WORK TO COMPLETE ->
Give again exactly the lines that stretch from the one with "interior. Do not add anything beyond the points." to the end of the data below, including both of those lines and nothing else.

Point localization data:
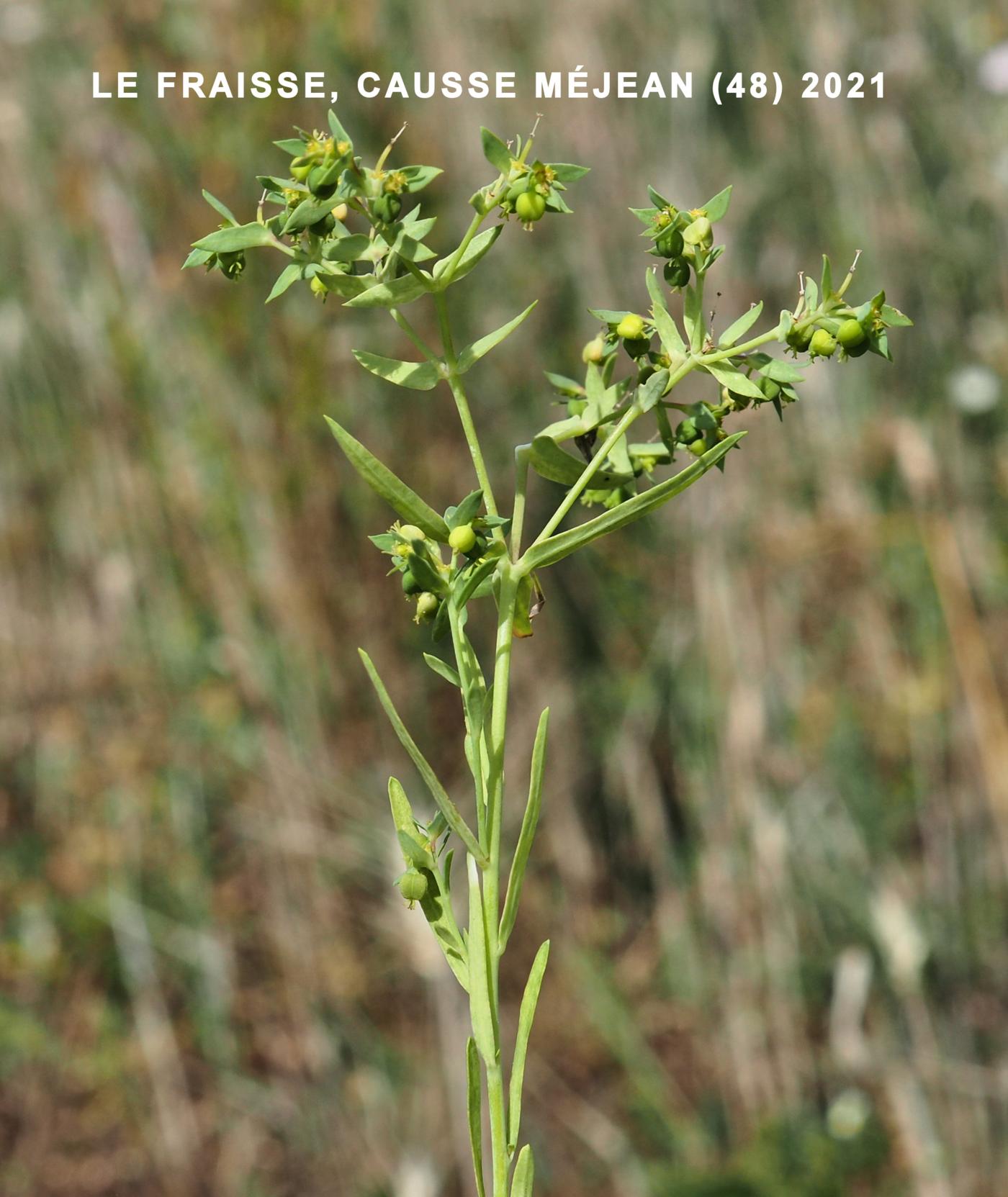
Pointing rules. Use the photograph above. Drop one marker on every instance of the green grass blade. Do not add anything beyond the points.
(529, 821)
(437, 792)
(557, 547)
(526, 1016)
(474, 1105)
(383, 483)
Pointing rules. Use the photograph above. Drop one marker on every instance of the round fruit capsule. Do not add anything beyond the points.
(677, 272)
(631, 327)
(798, 338)
(428, 605)
(699, 232)
(823, 344)
(670, 243)
(850, 334)
(529, 206)
(462, 539)
(410, 584)
(413, 886)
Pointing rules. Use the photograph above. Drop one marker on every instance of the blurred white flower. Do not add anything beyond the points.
(973, 389)
(993, 70)
(848, 1115)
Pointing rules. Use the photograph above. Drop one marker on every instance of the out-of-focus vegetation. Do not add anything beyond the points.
(775, 838)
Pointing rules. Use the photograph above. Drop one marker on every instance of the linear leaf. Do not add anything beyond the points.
(525, 1173)
(495, 151)
(733, 379)
(556, 465)
(527, 834)
(742, 325)
(480, 1007)
(474, 1108)
(220, 209)
(287, 278)
(560, 546)
(717, 207)
(229, 241)
(397, 493)
(390, 294)
(693, 317)
(413, 375)
(437, 792)
(668, 334)
(444, 669)
(478, 247)
(472, 353)
(526, 1016)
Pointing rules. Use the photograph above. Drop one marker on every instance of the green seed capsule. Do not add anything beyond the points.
(529, 206)
(410, 584)
(413, 886)
(798, 338)
(677, 272)
(823, 344)
(426, 606)
(462, 539)
(699, 232)
(850, 334)
(670, 243)
(631, 327)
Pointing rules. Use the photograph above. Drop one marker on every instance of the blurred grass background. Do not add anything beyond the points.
(773, 852)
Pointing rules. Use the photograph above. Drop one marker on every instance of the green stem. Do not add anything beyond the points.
(491, 879)
(521, 487)
(462, 404)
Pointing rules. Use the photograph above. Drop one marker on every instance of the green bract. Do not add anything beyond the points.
(354, 232)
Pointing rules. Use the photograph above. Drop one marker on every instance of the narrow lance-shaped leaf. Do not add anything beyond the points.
(472, 353)
(717, 207)
(733, 379)
(406, 503)
(220, 209)
(444, 669)
(474, 252)
(693, 317)
(665, 326)
(527, 834)
(742, 325)
(474, 1108)
(395, 294)
(525, 1173)
(412, 375)
(557, 547)
(495, 151)
(526, 1016)
(229, 241)
(556, 465)
(437, 792)
(480, 1007)
(287, 278)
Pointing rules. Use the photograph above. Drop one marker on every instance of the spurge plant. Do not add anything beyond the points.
(356, 234)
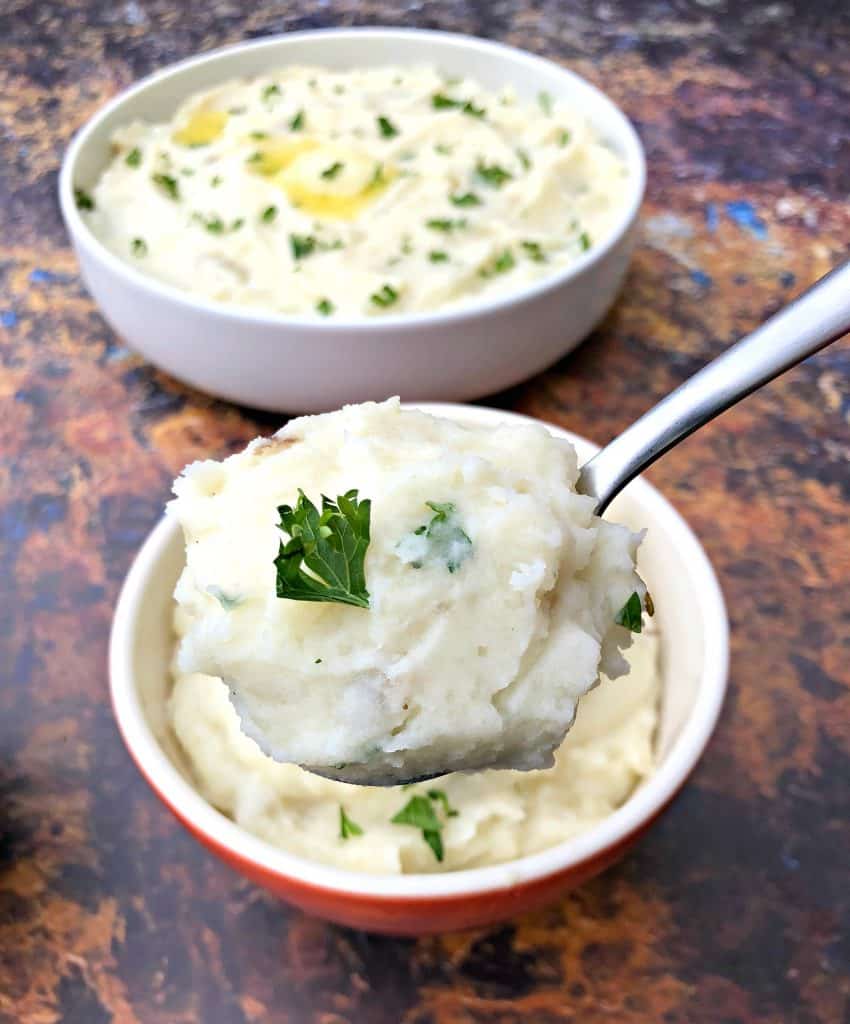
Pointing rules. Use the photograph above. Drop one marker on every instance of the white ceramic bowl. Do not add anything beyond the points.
(694, 663)
(307, 364)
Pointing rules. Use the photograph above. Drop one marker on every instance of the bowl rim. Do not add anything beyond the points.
(385, 325)
(215, 829)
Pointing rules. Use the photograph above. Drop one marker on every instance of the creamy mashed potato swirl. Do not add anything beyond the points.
(356, 193)
(501, 815)
(494, 593)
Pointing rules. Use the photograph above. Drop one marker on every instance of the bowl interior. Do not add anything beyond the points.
(157, 97)
(693, 631)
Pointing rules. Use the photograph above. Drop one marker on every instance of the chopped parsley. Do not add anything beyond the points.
(420, 813)
(331, 545)
(445, 223)
(83, 200)
(386, 128)
(440, 101)
(630, 614)
(347, 827)
(466, 199)
(504, 261)
(385, 296)
(493, 174)
(331, 172)
(534, 251)
(441, 540)
(170, 185)
(302, 245)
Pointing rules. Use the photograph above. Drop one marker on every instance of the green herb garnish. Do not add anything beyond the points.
(386, 128)
(493, 174)
(534, 251)
(419, 812)
(385, 296)
(331, 546)
(440, 797)
(445, 223)
(331, 172)
(83, 200)
(504, 261)
(630, 614)
(347, 827)
(170, 185)
(301, 245)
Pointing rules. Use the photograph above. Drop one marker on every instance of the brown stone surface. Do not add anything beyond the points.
(736, 906)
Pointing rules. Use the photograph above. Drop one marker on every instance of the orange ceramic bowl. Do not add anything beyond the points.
(694, 663)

EXERCISE SOLUTION ->
Pointing rules. Use the photograph above. Drop one marker on every instance of the bowl interior. Do not add anything beyond the points.
(157, 97)
(693, 631)
Pointing rules. Use the photograph above. Drop one marker on every instance of the chopped parsley. Do not add anything beyond the points.
(420, 813)
(331, 545)
(445, 223)
(83, 200)
(386, 128)
(440, 101)
(630, 614)
(347, 827)
(466, 199)
(504, 261)
(385, 296)
(493, 174)
(331, 172)
(534, 251)
(441, 540)
(170, 185)
(302, 245)
Pointing rules. Use the photograph above. Drop one marker on every instance of the green herb garnish. Do not add anything beyond the points.
(386, 128)
(493, 174)
(534, 251)
(419, 812)
(385, 296)
(331, 546)
(440, 797)
(445, 223)
(331, 172)
(83, 200)
(504, 261)
(630, 614)
(347, 827)
(170, 185)
(301, 245)
Pointing rules. Use the photograph above. Drop one marker on every instance of the brown stone surface. Do not add anything beyond the points.
(736, 906)
Pointing rules. Use the photograph above. Drop one marker on every instance of the orange ceramic bowl. Do not add anything beyond the points.
(694, 663)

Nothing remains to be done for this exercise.